This isn't a knocj against glibc. But it was grown, not built.

musl and the team's great documentation have been incredibly handy when I've
been building tightly constrained applications.

------
beeforpork
If the asm was written a little more cleverly, the syscalls would avoid almost
all moves, because the compiler'd put everything in place:

    
    
      _syscall5:
        mov %r9, %r10
      _syscall3:
        mov %rcx, %rax
        syscall
        ret
    

And then:

    
    
      extern unsigned long _syscall3(
        unsigned long, unsigned long,
        unsigned long, unsigned long);
    
      extern unsigned long _syscall5(
        unsigned long, unsigned long, unsigned long,
        unsigned long, unsigned long, unsigned long);
    
      #define syscall0(NUM)             _syscall3(0,0,0,NUM)

Input records →
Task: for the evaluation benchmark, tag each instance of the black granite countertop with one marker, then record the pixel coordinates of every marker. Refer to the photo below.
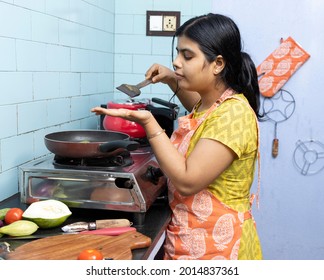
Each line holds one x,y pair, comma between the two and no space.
152,223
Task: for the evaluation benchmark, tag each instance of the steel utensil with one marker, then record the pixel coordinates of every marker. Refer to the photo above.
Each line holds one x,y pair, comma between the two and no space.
103,231
98,224
133,90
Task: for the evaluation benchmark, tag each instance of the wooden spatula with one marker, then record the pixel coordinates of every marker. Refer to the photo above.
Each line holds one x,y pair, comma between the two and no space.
133,90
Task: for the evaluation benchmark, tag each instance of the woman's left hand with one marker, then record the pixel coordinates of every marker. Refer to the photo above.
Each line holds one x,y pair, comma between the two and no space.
142,117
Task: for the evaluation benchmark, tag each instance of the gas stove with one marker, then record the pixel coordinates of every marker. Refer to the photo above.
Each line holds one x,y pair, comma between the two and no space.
132,184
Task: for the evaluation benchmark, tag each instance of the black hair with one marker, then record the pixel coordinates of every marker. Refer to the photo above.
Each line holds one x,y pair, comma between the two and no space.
219,35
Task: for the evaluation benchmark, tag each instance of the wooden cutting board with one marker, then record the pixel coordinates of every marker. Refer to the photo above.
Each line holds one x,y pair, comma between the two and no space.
68,247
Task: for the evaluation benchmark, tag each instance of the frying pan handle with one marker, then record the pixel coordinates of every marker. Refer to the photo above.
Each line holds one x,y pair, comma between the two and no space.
117,144
164,103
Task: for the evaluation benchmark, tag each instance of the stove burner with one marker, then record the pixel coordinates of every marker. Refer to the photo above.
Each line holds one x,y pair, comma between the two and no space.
102,163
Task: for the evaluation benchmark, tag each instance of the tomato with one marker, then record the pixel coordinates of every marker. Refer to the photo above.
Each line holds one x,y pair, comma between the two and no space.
13,215
90,254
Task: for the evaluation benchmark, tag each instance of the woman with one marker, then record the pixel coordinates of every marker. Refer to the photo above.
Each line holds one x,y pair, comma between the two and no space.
210,158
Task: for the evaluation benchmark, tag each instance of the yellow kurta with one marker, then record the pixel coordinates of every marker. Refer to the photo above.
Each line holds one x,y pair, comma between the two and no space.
233,124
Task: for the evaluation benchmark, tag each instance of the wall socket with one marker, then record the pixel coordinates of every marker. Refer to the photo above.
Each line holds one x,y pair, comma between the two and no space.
169,23
162,23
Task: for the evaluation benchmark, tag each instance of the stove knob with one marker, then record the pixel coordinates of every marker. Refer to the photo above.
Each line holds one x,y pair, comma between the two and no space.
152,174
124,183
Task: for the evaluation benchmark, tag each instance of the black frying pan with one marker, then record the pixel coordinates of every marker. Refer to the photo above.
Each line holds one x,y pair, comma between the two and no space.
89,143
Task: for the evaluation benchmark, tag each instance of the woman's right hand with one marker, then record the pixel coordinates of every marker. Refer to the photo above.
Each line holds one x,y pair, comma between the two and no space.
159,73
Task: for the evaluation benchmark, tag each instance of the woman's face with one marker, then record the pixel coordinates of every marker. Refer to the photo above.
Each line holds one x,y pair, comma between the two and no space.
192,70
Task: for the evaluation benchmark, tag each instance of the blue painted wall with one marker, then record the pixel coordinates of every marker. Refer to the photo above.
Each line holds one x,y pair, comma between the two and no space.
59,58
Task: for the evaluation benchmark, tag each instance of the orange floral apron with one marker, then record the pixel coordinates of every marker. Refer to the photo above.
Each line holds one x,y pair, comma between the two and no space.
201,227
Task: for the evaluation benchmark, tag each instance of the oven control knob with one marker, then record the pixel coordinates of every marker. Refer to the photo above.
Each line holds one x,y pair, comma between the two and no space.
152,174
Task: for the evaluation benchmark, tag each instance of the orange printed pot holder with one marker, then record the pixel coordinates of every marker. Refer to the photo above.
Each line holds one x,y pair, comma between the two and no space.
280,65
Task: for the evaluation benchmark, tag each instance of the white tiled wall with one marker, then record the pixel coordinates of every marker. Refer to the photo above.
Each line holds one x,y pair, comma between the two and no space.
56,62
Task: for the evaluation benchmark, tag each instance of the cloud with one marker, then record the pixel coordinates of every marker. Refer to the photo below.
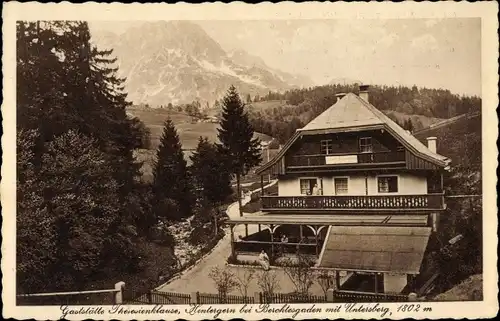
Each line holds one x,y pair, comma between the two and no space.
430,23
389,39
425,42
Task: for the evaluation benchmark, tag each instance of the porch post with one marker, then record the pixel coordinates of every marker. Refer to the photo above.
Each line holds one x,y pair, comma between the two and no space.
337,279
233,252
366,184
272,240
316,239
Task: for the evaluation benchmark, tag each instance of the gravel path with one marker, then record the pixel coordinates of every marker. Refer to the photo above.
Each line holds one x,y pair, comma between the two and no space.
196,278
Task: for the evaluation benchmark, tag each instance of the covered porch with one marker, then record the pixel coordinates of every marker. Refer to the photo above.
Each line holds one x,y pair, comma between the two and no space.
282,235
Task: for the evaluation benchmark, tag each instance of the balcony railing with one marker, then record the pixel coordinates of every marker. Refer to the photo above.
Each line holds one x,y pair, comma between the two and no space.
382,202
346,159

Parts of the exercise →
1. Retype the musl forum thread from "This isn't a" up to and including "tightly constrained applications.", copying each character as it appears.
2. Pick out every line in the rows that contains the word "porch".

Answers per task →
1.
This isn't a knocj against glibc. But it was grown, not built.

musl and the team's great documentation have been incredibly handy when I've
been building tightly constrained applications.

2.
Task: for the evaluation benchmark, tag each instance of the porch post with one marker, then record the pixel coordinates of every marker. Refer to the photo above.
Task: for the evaluation benchmark, tag each instance of the covered porch with one marker, then record the pixel coordinates of every marker. Refer to the photo above.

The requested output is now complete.